Short problem: Convert the lines of the material below into a numbered list, starting with the line that contains "of white jersey" and running through the last line of the material, both ends included. Leave out any blank lines.

Excerpted data:
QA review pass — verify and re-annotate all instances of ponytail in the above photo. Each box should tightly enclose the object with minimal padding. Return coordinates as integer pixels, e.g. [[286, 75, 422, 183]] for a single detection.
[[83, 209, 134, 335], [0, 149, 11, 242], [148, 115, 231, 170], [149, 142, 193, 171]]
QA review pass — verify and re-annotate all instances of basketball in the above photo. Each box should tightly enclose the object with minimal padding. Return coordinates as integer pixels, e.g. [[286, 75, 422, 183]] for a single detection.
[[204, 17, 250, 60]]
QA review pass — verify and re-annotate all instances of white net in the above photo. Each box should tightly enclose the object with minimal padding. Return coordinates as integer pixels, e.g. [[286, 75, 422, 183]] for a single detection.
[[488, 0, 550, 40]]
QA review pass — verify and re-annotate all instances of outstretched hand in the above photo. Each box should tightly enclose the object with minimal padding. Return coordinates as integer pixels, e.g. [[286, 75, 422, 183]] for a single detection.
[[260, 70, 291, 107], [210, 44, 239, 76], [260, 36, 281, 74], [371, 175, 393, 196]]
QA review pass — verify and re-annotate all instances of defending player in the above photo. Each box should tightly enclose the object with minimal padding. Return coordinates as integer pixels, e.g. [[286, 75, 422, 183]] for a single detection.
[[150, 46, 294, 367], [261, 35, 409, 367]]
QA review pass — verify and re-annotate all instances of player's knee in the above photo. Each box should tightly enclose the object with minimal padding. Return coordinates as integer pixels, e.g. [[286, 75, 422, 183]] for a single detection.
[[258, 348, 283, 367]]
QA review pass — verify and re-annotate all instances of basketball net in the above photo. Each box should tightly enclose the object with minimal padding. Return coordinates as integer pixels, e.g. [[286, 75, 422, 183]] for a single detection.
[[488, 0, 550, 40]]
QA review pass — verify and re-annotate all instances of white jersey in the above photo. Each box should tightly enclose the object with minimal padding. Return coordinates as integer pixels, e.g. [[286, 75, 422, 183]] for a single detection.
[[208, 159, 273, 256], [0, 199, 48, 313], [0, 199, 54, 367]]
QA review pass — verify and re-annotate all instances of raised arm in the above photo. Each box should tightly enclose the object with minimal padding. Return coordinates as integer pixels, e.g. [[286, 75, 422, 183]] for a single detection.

Answer for the task:
1. QA review pass — verify and re-annotate all instances of white jersey in the above photo. Each box should tightly enclose the object with minimal padding. Return coordinates as integer pixels, e.g. [[286, 75, 422, 183]] for a single detection.
2. [[208, 159, 273, 256], [0, 199, 48, 313], [0, 199, 54, 367]]
3. QA review pass — verify and re-annotate all instances of raised arm in the above photo. Each box should tightly enclose the object with minimal padding. Return coordinates as integer pixels, e.g. [[286, 75, 422, 183]] for a single detection.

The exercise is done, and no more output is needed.